PROBLEM DESCRIPTION – Put the entries below into a Markdown table with two columns, Row and Line. Give each non-blank line its own numbered row and leave out the blank lines.

Excerpt from a dataset:
━━━━━━━━━━━━━━━━━━━━━━━━━━━━━━

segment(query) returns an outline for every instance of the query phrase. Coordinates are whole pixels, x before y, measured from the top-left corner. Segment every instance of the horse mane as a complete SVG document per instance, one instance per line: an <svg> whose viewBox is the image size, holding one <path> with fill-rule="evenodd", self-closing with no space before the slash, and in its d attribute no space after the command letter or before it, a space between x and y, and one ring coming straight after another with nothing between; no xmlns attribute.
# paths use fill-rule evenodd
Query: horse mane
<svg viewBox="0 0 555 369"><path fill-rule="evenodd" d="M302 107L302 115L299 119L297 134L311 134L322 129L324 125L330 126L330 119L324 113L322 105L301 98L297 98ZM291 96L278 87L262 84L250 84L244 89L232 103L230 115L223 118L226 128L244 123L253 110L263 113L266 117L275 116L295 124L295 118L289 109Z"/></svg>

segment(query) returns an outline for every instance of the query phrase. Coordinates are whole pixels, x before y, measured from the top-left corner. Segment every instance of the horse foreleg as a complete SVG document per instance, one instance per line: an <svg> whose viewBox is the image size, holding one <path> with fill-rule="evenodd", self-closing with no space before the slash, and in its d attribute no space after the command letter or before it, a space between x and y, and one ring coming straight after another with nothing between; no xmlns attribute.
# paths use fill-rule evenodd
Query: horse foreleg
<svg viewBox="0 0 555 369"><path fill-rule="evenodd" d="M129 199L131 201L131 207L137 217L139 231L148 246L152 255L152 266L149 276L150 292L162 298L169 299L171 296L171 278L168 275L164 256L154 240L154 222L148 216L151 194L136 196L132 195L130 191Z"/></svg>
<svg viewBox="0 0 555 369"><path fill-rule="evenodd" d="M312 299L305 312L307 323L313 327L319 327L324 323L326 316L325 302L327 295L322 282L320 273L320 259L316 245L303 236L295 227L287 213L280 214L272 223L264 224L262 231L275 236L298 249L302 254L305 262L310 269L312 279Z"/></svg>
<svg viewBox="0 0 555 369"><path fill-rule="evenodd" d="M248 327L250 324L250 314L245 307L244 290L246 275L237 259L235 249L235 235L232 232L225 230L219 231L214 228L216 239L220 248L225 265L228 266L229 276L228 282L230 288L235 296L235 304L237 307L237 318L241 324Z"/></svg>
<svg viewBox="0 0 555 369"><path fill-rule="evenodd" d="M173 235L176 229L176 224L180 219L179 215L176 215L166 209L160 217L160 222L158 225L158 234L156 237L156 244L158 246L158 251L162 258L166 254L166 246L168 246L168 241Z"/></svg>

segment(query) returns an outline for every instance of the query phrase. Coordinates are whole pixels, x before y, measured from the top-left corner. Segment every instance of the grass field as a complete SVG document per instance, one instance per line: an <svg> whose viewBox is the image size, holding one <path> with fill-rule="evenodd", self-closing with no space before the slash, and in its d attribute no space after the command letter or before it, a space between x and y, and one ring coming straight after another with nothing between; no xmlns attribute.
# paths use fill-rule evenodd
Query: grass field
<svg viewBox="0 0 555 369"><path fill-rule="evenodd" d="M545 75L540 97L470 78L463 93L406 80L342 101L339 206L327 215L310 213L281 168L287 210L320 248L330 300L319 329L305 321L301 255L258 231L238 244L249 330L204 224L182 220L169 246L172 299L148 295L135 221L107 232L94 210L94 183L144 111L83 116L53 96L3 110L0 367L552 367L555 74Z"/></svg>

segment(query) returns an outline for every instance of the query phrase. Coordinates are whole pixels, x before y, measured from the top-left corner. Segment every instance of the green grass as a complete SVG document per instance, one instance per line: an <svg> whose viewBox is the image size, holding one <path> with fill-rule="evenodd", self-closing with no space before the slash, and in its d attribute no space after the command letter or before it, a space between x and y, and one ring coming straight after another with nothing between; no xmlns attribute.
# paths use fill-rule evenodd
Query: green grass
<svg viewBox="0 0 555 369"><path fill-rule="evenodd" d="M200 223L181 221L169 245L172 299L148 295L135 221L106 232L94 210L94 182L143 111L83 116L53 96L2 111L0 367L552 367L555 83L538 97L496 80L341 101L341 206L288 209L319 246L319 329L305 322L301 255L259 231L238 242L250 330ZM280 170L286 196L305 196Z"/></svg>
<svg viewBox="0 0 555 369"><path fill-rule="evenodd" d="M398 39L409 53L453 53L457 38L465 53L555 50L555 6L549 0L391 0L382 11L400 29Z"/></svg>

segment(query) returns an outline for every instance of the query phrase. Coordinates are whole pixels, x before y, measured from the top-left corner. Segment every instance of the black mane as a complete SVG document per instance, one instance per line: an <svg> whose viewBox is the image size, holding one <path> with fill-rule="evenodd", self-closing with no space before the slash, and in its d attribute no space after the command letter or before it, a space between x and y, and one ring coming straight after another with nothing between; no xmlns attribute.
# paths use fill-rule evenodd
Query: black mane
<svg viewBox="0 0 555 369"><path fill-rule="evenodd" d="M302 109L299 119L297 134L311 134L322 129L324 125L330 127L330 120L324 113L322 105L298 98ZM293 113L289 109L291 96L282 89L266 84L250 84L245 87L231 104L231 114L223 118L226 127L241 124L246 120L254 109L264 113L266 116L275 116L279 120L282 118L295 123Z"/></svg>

━━━━━━━━━━━━━━━━━━━━━━━━━━━━━━

PROBLEM SOLUTION –
| Row | Line |
|---|---|
| 1 | segment(query) returns an outline for every instance of the query phrase. Coordinates are whole pixels, x before y, measured from the top-left corner. Segment every instance of the horse mane as a complete SVG document per instance, one instance per line: an <svg> whose viewBox is the image size, holding one <path> with fill-rule="evenodd", self-closing with no space before the slash, and in its d attribute no space after the command letter or before it, a space between x and y, and one ring coming straight after another with nothing between; no xmlns attribute. |
| 2 | # paths use fill-rule evenodd |
| 3 | Query: horse mane |
| 4 | <svg viewBox="0 0 555 369"><path fill-rule="evenodd" d="M302 107L302 115L299 119L297 134L311 134L322 129L324 125L330 126L330 119L324 113L322 105L301 98L297 98ZM291 96L278 87L262 84L250 84L244 89L232 103L230 115L223 118L226 128L244 123L253 110L263 113L266 117L275 116L295 124L295 118L289 109Z"/></svg> |
| 5 | segment(query) returns an outline for every instance of the query phrase. Coordinates are whole pixels, x before y, measured from the top-left corner. Segment every instance of the horse foreleg as a complete SVG document per instance, one instance per line: an <svg> whose viewBox is the image size, holding one <path> with fill-rule="evenodd", self-closing with no space before the slash, and in its d attribute no space after the command letter or before it, a space between x and y, and one ring coming straight after another with nothing between; no xmlns attribute. |
| 6 | # paths use fill-rule evenodd |
| 7 | Query: horse foreleg |
| 8 | <svg viewBox="0 0 555 369"><path fill-rule="evenodd" d="M129 199L131 201L131 207L137 217L139 231L148 246L152 255L152 266L149 276L150 292L162 298L169 299L171 296L171 278L168 275L164 256L154 240L154 222L148 216L151 194L136 196L132 195L130 191Z"/></svg> |
| 9 | <svg viewBox="0 0 555 369"><path fill-rule="evenodd" d="M312 299L305 312L307 323L313 327L319 327L324 323L326 316L325 302L327 295L322 282L320 273L320 259L316 245L303 236L295 227L287 213L280 214L272 223L264 224L262 231L275 236L298 249L302 254L305 262L310 269L312 279Z"/></svg> |
| 10 | <svg viewBox="0 0 555 369"><path fill-rule="evenodd" d="M248 327L250 324L250 314L245 307L244 290L246 275L237 259L235 249L235 235L232 232L225 230L219 231L214 228L216 239L220 248L225 265L228 266L229 276L228 282L230 288L235 296L235 304L237 307L237 318L241 324Z"/></svg> |
| 11 | <svg viewBox="0 0 555 369"><path fill-rule="evenodd" d="M173 235L176 229L176 224L180 219L179 215L176 215L166 209L160 217L160 222L158 225L158 234L156 237L156 244L158 246L158 251L162 258L166 254L166 246L168 246L168 241Z"/></svg> |
| 12 | segment(query) returns an outline for every instance of the query phrase. Coordinates are whole pixels, x before y, measured from the top-left corner. Segment every instance of the grass field as a complete SVG document per instance, one instance per line: an <svg> whose viewBox is the image size, holding one <path> with fill-rule="evenodd", self-closing with no space before the slash, and in its d attribute no space after the command letter or before it, a space between x and y, and one ring coming straight after another with nothing between; no xmlns attribute. |
| 13 | # paths use fill-rule evenodd |
| 14 | Query: grass field |
| 15 | <svg viewBox="0 0 555 369"><path fill-rule="evenodd" d="M545 75L540 97L470 78L463 93L406 80L342 101L339 206L327 215L310 213L281 168L287 210L320 248L330 300L319 329L305 321L301 255L258 231L238 244L249 330L204 224L182 220L169 246L172 299L148 295L135 221L107 232L94 210L94 183L144 111L83 116L53 96L3 110L0 367L552 367L555 74Z"/></svg> |
| 16 | segment(query) returns an outline for every instance of the query phrase. Coordinates are whole pixels, x before y, measured from the top-left corner. Segment every instance of the green grass as a complete SVG document per instance, one instance per line: an <svg> whose viewBox is the image size, holding one <path> with fill-rule="evenodd", self-closing with no space before the slash, and in its d attribute no space after the command letter or before it, a space between x and y, and one ring coming straight after another with nothing between; no xmlns attribute. |
| 17 | # paths use fill-rule evenodd |
| 18 | Query: green grass |
| 19 | <svg viewBox="0 0 555 369"><path fill-rule="evenodd" d="M200 223L181 221L169 245L172 299L148 295L135 221L106 232L94 210L94 182L143 111L83 116L53 96L2 111L0 367L552 367L555 83L538 97L496 80L341 101L341 206L288 209L319 246L319 329L305 322L301 255L259 231L238 242L250 330ZM280 170L286 196L305 196Z"/></svg> |
| 20 | <svg viewBox="0 0 555 369"><path fill-rule="evenodd" d="M398 39L409 53L453 53L457 38L465 53L555 50L555 6L549 0L391 0L382 11L400 29Z"/></svg> |
| 21 | segment(query) returns an outline for every instance of the query phrase. Coordinates are whole pixels, x before y, measured from the top-left corner. Segment every instance of the black mane as a complete SVG document per instance, one instance per line: an <svg> whose viewBox is the image size, holding one <path> with fill-rule="evenodd", self-closing with no space before the slash, and in its d attribute no space after the command letter or before it, a space between x and y, and one ring coming straight after another with nothing between; no xmlns attribute. |
| 22 | # paths use fill-rule evenodd |
| 23 | Query: black mane |
| 24 | <svg viewBox="0 0 555 369"><path fill-rule="evenodd" d="M302 109L299 119L297 134L311 134L322 129L324 125L330 127L330 120L324 113L322 105L298 98ZM293 113L289 109L291 96L282 89L266 84L250 84L245 87L231 104L231 114L223 118L226 127L241 124L246 120L254 109L264 113L266 116L275 116L279 120L282 118L295 123Z"/></svg> |